**Try it**
Copy the entries exactly, leaving out nothing.

Listed entries START

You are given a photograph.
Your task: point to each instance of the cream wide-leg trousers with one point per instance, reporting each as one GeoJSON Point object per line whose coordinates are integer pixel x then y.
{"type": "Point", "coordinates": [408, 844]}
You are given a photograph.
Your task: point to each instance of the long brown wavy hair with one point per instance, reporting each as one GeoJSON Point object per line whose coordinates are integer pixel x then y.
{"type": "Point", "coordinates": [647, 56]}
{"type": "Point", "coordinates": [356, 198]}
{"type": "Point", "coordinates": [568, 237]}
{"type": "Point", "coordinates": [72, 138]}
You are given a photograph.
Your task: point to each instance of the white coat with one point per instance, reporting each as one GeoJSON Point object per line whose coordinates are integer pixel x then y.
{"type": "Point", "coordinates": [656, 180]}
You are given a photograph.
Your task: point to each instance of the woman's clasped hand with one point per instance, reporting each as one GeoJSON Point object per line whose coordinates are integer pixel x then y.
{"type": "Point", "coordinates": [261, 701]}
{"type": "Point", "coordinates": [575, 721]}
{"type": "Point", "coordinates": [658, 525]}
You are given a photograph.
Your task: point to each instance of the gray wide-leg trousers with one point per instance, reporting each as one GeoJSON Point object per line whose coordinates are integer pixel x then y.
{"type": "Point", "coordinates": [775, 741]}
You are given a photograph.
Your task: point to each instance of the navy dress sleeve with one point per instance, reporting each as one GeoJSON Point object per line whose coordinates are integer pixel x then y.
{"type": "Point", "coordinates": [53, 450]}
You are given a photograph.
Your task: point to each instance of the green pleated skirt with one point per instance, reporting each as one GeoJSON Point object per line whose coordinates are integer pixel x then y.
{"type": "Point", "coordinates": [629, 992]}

Listed entries END

**Output for this task**
You are given a photograph.
Your task: point to each instance of the cream wide-leg trousers with one point per instance, reporting each as one GeoJSON Point object per line whose coordinates are integer pixel x then y.
{"type": "Point", "coordinates": [408, 844]}
You are given a photograph.
Your task: point to each instance of the long brown wavy hair with one point per instance, reporting each as one GeoJSON Point object per line whose coordinates are integer pixel x then y.
{"type": "Point", "coordinates": [647, 56]}
{"type": "Point", "coordinates": [356, 198]}
{"type": "Point", "coordinates": [568, 237]}
{"type": "Point", "coordinates": [72, 138]}
You are given a photograph.
Your task: point to each instance of the white coat with one point per instance, reporting each as one GeoJSON Point object per line whose coordinates are integer pixel x then y.
{"type": "Point", "coordinates": [656, 180]}
You are given a photograph.
Your task: point to each instance of the woman's clasped hand with one point per instance, reporting each as one GeoJSON Point object per line whose coordinates are integer pixel x then y.
{"type": "Point", "coordinates": [261, 701]}
{"type": "Point", "coordinates": [575, 721]}
{"type": "Point", "coordinates": [658, 525]}
You are given a photograph.
Your task: point to each instance of the gray wide-leg trousers with one point per instance, reporting each as one GeoJSON Point object per line whose coordinates are integer pixel x then y.
{"type": "Point", "coordinates": [775, 741]}
You are given a photograph.
Your task: point to each instance of the navy dress sleeve with one point per instance, reporting each as one GeoJSON Point object per line whose coordinates are integer pixel x then y.
{"type": "Point", "coordinates": [53, 450]}
You are given a photograph.
Your task: point to each instance of the green pleated skirt with one point per instance, reporting each as one GeoJSON Point object per line whose coordinates are integer pixel x then y.
{"type": "Point", "coordinates": [629, 992]}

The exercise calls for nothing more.